RECORDS SUPPLIED Block Start

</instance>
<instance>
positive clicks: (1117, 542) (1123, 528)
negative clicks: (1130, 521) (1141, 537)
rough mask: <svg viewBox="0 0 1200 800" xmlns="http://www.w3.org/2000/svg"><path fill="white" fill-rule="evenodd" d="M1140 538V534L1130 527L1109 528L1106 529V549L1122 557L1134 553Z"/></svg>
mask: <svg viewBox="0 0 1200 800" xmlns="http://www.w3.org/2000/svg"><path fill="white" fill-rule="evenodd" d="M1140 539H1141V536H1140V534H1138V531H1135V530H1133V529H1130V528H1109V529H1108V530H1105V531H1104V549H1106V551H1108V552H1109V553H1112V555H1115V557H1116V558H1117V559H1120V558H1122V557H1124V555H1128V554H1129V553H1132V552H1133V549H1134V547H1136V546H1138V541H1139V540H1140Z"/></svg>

RECORDS SUPPLIED Block End

:: WHAT THIS TASK INVOLVES ::
The expected output is each line of the records above that includes the word "clicks".

:: RESPONSE TO THIS EXERCISE ::
positive clicks: (1117, 542) (1123, 528)
negative clicks: (1130, 521) (1141, 537)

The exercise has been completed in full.